>> START
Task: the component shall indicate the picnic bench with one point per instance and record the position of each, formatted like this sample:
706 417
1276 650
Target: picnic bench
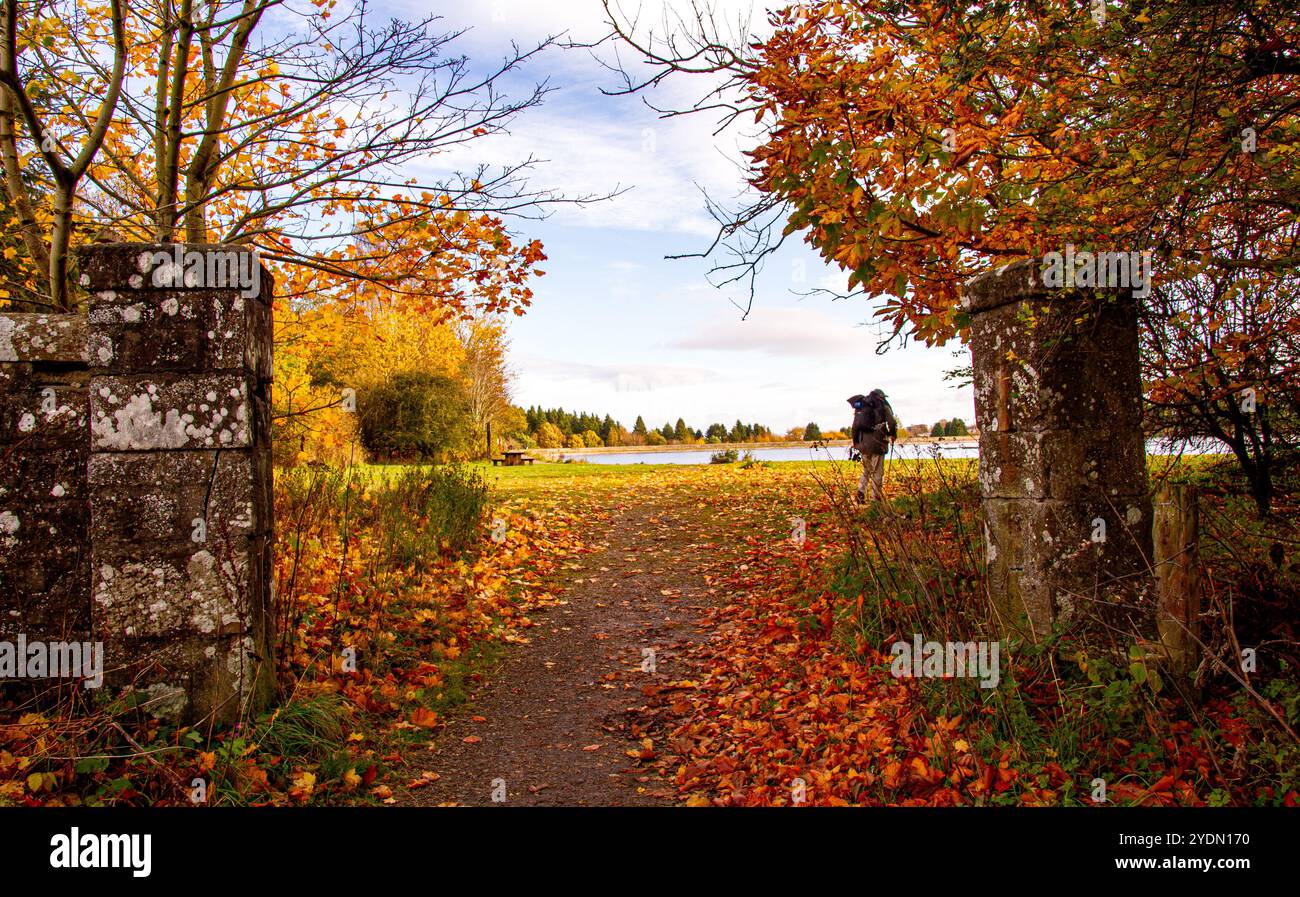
512 458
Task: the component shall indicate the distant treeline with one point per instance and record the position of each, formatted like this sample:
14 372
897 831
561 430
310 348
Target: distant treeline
557 428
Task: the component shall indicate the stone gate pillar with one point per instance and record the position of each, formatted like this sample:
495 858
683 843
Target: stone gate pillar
180 475
1062 459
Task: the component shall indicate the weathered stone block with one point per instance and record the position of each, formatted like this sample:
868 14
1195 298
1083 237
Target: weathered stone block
1073 563
170 411
116 272
42 337
55 475
176 501
1061 464
1060 363
1058 404
191 677
199 330
43 415
202 593
44 568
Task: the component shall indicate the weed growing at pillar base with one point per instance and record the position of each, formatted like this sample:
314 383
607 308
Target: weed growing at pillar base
216 269
42 659
947 661
1130 271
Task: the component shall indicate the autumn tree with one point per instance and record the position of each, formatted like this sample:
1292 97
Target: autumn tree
295 130
549 436
485 372
915 144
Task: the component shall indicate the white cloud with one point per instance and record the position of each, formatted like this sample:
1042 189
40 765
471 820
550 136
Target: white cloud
793 332
620 377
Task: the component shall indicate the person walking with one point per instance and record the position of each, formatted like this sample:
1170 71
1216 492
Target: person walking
874 429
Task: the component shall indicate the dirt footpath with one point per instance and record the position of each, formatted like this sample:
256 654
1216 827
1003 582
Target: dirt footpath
558 720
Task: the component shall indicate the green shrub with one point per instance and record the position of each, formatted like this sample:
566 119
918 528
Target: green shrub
415 416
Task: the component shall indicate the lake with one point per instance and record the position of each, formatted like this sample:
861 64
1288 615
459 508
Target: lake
841 453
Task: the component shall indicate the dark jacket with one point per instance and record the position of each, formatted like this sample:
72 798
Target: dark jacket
874 423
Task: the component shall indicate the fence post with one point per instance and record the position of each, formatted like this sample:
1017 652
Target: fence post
1178 573
180 475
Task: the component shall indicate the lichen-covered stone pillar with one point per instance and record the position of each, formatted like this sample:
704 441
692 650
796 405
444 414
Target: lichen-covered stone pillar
180 475
44 515
1062 459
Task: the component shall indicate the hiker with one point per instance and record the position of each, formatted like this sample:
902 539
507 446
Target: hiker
874 428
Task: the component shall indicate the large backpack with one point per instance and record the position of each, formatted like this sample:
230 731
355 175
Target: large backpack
874 416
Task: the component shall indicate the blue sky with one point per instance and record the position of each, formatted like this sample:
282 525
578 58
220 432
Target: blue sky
619 329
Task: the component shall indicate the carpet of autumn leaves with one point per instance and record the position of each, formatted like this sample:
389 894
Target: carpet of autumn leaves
381 628
391 610
792 702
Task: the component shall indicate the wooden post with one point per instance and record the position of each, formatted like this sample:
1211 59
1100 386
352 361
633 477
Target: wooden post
1178 573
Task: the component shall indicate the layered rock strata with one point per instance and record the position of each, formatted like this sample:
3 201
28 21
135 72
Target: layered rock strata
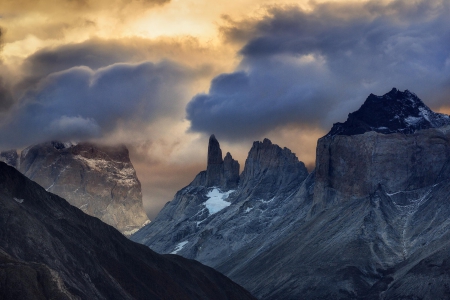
370 222
99 180
52 250
222 173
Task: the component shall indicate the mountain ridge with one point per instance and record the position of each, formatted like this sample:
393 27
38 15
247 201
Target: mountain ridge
370 222
51 249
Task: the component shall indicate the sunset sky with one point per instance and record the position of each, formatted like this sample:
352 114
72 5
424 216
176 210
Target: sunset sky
162 75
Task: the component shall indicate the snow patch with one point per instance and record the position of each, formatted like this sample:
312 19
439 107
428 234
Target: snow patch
216 201
248 209
179 247
18 200
413 120
83 206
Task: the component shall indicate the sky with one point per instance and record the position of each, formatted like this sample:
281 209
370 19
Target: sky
161 76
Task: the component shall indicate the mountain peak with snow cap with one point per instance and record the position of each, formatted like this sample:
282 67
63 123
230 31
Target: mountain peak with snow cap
393 112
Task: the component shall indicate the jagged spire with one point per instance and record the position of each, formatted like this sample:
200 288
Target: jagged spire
214 152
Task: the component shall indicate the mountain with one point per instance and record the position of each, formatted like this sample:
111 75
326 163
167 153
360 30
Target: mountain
52 250
100 180
210 223
396 111
370 222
>> END
→ Task prompt:
Pictures are not part of the copy; reproduce exactly and only the lines from the line containing "Task: the component shall indicate the wooden" through the end of the listing.

→ Result:
Task: the component shall indicate the wooden post with one point per instance and record the position of each, formatted like this sample:
1211 59
1100 386
352 361
633 477
Target: wooden post
1178 573
Task: the component shall indicate the layered rock strata with one point per instance and record the position of each, formatted like this sample:
3 201
28 21
135 72
Target: layered rock strata
370 222
99 180
52 250
222 173
Task: the component shall indicate the mountain ridge with one point per instance and record the position of each, formatted like this sample:
393 27
38 15
247 201
Target: mountain ridge
370 222
51 249
Task: the component shall indicate the sunset sky with one point per instance and record the position of each, formatted like this sample:
352 114
72 5
424 216
176 210
Target: sunset sky
162 75
Task: the component shall indicate the snow patch with one point per instance and record the position of each, formatted like this sample:
312 19
439 107
428 234
Target: snow patch
216 201
248 209
179 247
18 200
413 120
83 206
Task: the component shall indicate the sky with one point per instance and record the position of each, formatted like this sample:
281 209
370 19
Target: sky
161 76
Task: the component shall indicate the mountain peak with snow cap with one point per instance and record the position of each, formatted like this sample:
282 67
63 123
230 31
Target: mountain peak with snow cap
393 112
Task: the component shall indicate the jagged spire with one point per instance and record the position of each, formatted like this sample:
200 288
Target: jagged spire
214 152
Task: the component shall indicate the mountain with one point per instance and record the position of each, formatted like this sample:
111 75
326 163
167 153
360 30
Target: mountain
52 250
100 180
210 223
396 111
370 222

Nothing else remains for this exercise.